■ **Recorded information**:
--- BEGIN ---

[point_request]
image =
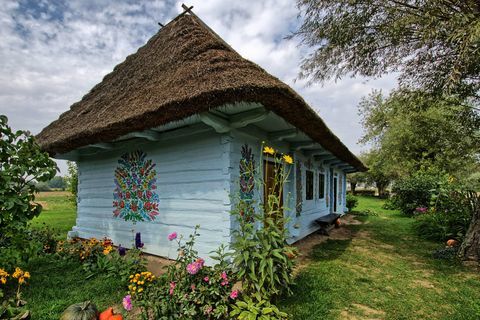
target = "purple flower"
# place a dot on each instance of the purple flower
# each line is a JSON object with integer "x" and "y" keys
{"x": 234, "y": 294}
{"x": 122, "y": 251}
{"x": 172, "y": 236}
{"x": 127, "y": 302}
{"x": 138, "y": 241}
{"x": 193, "y": 268}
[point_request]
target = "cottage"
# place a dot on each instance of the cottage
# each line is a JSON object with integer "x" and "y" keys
{"x": 159, "y": 142}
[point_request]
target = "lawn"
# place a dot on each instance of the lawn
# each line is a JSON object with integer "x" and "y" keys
{"x": 383, "y": 271}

--- END ---

■ **What is expected**: Copy all of the rows above word for word, leaving out the pictures.

■ **Finished answer**:
[point_request]
image =
target = "purple flower"
# place a dot on each instance of the purple flower
# each line is a JSON object with integer "x" and "y" keys
{"x": 234, "y": 294}
{"x": 122, "y": 251}
{"x": 172, "y": 236}
{"x": 127, "y": 302}
{"x": 138, "y": 241}
{"x": 193, "y": 268}
[point_request]
target = "cottage"
# place a dot on each instance of the cottage
# each line is a JSON object with integer "x" and "y" keys
{"x": 159, "y": 142}
[point_request]
target = "lawn"
# place a dot on each instance of the lawn
# each line is a JSON object with integer "x" and "y" keys
{"x": 383, "y": 271}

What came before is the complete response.